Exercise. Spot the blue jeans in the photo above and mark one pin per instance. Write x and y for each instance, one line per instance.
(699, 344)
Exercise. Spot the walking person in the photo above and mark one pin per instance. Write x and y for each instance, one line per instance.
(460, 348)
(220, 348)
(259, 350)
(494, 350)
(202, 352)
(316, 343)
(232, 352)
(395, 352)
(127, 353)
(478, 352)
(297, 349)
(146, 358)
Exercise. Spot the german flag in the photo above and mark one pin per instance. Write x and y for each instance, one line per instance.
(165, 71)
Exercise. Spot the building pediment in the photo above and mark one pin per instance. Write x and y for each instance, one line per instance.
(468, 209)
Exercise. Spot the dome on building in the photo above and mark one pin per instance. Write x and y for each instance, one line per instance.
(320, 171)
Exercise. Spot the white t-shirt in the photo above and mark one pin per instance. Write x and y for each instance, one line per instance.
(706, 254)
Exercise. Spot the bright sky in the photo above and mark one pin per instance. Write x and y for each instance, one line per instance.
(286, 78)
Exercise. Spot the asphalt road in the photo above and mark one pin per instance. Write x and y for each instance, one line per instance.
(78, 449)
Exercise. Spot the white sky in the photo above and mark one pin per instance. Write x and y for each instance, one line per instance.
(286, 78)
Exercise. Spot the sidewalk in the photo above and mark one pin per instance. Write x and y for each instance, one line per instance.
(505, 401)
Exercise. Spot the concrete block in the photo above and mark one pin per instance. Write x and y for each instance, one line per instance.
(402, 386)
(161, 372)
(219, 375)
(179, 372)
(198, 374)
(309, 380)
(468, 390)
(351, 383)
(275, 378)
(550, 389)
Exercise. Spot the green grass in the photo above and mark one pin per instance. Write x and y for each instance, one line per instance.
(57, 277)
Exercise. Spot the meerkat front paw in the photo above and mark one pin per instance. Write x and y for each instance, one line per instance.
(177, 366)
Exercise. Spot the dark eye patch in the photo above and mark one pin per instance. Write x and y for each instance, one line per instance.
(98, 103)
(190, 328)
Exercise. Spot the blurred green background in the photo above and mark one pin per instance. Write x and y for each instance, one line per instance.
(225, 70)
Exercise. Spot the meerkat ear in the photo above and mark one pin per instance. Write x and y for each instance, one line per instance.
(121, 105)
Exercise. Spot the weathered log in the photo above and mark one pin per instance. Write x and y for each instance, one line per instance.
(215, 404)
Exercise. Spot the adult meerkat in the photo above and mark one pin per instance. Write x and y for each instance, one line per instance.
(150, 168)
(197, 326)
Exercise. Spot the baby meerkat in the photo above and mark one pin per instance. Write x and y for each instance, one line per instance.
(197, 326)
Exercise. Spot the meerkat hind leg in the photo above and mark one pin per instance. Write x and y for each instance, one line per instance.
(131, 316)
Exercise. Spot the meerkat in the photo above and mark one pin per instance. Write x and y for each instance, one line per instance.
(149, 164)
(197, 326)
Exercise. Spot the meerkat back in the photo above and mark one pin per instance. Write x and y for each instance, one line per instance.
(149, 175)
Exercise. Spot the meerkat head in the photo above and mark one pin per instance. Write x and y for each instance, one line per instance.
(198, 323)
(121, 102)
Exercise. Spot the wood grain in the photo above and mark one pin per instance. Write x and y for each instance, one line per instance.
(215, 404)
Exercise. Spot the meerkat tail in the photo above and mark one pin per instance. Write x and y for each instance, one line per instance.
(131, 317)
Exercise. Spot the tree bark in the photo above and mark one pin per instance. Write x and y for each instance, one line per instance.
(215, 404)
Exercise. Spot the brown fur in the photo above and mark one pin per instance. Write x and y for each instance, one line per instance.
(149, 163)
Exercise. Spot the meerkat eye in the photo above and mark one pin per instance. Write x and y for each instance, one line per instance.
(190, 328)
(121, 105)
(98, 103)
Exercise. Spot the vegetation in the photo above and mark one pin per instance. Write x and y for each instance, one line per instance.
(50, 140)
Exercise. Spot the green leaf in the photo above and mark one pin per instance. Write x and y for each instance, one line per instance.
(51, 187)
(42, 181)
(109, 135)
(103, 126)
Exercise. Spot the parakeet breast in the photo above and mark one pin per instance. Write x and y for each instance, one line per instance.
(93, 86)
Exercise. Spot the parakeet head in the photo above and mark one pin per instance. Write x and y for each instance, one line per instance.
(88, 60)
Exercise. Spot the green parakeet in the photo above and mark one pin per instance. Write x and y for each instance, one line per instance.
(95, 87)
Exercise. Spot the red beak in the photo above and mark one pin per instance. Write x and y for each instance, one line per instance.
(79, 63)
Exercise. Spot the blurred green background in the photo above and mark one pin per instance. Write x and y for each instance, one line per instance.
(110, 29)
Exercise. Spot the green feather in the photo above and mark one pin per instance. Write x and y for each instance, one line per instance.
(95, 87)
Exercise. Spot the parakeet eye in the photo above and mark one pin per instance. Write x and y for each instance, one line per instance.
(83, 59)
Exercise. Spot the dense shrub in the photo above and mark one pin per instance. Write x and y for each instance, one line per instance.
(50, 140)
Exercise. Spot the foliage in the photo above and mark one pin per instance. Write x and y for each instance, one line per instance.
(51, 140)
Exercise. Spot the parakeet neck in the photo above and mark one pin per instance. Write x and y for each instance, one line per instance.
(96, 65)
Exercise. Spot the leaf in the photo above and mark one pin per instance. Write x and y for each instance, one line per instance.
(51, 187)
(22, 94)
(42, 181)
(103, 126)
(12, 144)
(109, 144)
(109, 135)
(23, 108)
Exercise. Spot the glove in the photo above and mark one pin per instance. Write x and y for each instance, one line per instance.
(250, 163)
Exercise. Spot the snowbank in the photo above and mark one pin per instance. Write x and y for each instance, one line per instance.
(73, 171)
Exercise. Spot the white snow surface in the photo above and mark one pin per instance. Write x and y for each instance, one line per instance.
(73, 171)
___
What to work on
Your answer should be the data above, retyped exactly.

Answer box
Exercise. Spot the blue jeans in the photo above and mark one pin per instance. Write x and y for each instance, one line per instance.
(699, 344)
Exercise. Spot the walking person in the photo above and mark one pin per instance. Write x and y for each instance, one line per instance.
(460, 348)
(220, 348)
(259, 350)
(494, 350)
(202, 352)
(316, 343)
(232, 352)
(395, 352)
(127, 353)
(478, 352)
(297, 349)
(146, 358)
Exercise. Spot the german flag in the photo above and mark one pin per instance. Write x and y for each instance, one line per instance.
(165, 71)
Exercise. Spot the building pediment in the photo above and mark one pin per instance. Write x and y for each instance, one line per instance.
(468, 209)
Exercise. Spot the dome on building in the photo above and mark one pin per instance. Write x and y for each instance, one line per instance.
(320, 171)
Exercise. Spot the white t-shirt in the photo above and mark one pin per instance. Write x and y for each instance, one line per instance.
(706, 254)
Exercise. Spot the bright sky in the photo above and mark one pin per instance. Write x and y for each instance, one line per instance.
(286, 78)
Exercise. Spot the asphalt road in the photo above and mark one pin per instance. Write x and y for each instance, one line per instance.
(78, 449)
Exercise. Spot the white sky in the photo above and mark one pin per instance. Write x and y for each instance, one line per instance.
(286, 78)
Exercise. Spot the sidewalk in the photo above and mark one pin per instance. Write x and y for each instance, one line per instance.
(505, 401)
Exercise. Spot the concrete block in the photo above and mark one pin per instance. Write x and y for each instance, one line per instance.
(402, 386)
(161, 372)
(219, 375)
(179, 372)
(198, 374)
(309, 380)
(468, 390)
(351, 383)
(275, 378)
(550, 389)
Exercise. Spot the green grass in the photo above and mark one pin per instance. Write x and y for each instance, one line per instance.
(57, 277)
Exercise. Spot the meerkat front paw in the photo above and mark one pin per instance. Write x and y for each instance, one line per instance.
(177, 366)
Exercise. Spot the dark eye patch in the photo above and mark one pin per instance. Write x and y for each instance, one line per instance.
(98, 103)
(190, 328)
Exercise. Spot the blurred green background in the photo above and mark one pin per instance. Write x and y for each instance, one line per instance.
(225, 70)
Exercise. Spot the meerkat ear in the photo above and mark one pin per instance. Write x and y for each instance, one line per instance.
(121, 105)
Exercise. Spot the weathered log in the photo above and mark one pin per instance. Write x and y for each instance, one line per instance.
(215, 404)
Exercise. Spot the adult meerkat in the photo above and mark one pin per instance. Write x and y for each instance, one line per instance.
(150, 168)
(197, 326)
Exercise. Spot the baby meerkat in the photo above and mark one pin per instance. Write x and y for each instance, one line per instance.
(197, 326)
Exercise. Spot the meerkat hind leg in the photo above and mark one pin per instance. Write x and y for each instance, one line per instance.
(131, 316)
Exercise. Spot the meerkat in the photo above and mark one pin per instance. Write x and y for each instance, one line per instance.
(149, 164)
(197, 326)
Exercise. Spot the meerkat back in the photo above and mark one pin per instance. Write x and y for each instance, one line per instance.
(149, 175)
Exercise. Spot the meerkat head in the photo above and mark one pin per instance. Write x and y for each instance, one line per instance.
(198, 323)
(121, 102)
Exercise. Spot the wood grain in the photo above and mark one pin per instance. Write x and y for each instance, one line per instance.
(215, 404)
Exercise. Spot the meerkat tail in the photo above and mark one pin per instance. Write x and y for each instance, one line per instance.
(131, 317)
Exercise. Spot the tree bark in the photo above and mark one pin per instance. Write x and y for each instance, one line per instance.
(215, 404)
Exercise. Spot the brown fur in the photo above and mark one pin per instance. Write x and y for each instance, one line per instance.
(149, 163)
Exercise. Spot the meerkat eye in the photo above and mark one pin per instance. Write x and y for each instance, one line per instance.
(190, 328)
(121, 105)
(98, 103)
Exercise. Spot the vegetation in the photo above and mark one pin per instance. Write x and y for each instance, one line per instance.
(50, 140)
Exercise. Spot the green leaf in the photo above and mark one pin per instance. Write x and y for each instance, one line per instance.
(51, 187)
(42, 181)
(109, 135)
(103, 126)
Exercise. Spot the parakeet breast in the photo above and mark one pin per instance. Write x and y for each instance, one line per instance.
(93, 86)
Exercise. Spot the parakeet head in the photo above and mark one pin per instance. Write x and y for each instance, one line per instance.
(88, 60)
Exercise. Spot the green parakeet in the photo above and mark one pin per instance. Write x and y for each instance, one line per instance.
(95, 87)
Exercise. Spot the red beak in the photo above and mark one pin per instance. Write x and y for each instance, one line per instance.
(79, 63)
Exercise. Spot the blurred green background in the photo above and mark one pin per instance. Write x and y for each instance, one line per instance.
(110, 29)
Exercise. Spot the green feather in the photo above and mark one pin per instance. Write x and y for each instance, one line per instance.
(95, 87)
Exercise. Spot the parakeet eye in the photo above and mark one pin per instance. Write x and y for each instance, one line per instance.
(83, 59)
Exercise. Spot the dense shrub in the photo above and mark one pin per instance. Write x and y for each instance, one line per instance.
(50, 140)
Exercise. Spot the foliage in the photo above and mark one pin per instance. Write x and y for each instance, one line per instance.
(51, 140)
Exercise. Spot the parakeet neck in the photo above and mark one pin per instance. Write x and y for each instance, one line per instance.
(96, 65)
Exercise. Spot the leaf in the photo above and mark one pin per instance. Write x and y for each instance, one line per instance.
(51, 187)
(22, 94)
(42, 181)
(103, 126)
(12, 144)
(109, 144)
(109, 135)
(23, 108)
Exercise. Spot the glove in the photo above and mark one pin per instance. Write x and y for each instance, one line per instance.
(250, 163)
Exercise. Spot the snowbank in the photo above and mark one pin per instance. Write x and y for each instance, one line per instance.
(73, 171)
Exercise. Spot the white snow surface in the photo above and mark one pin per instance. Write x and y for each instance, one line per instance.
(73, 171)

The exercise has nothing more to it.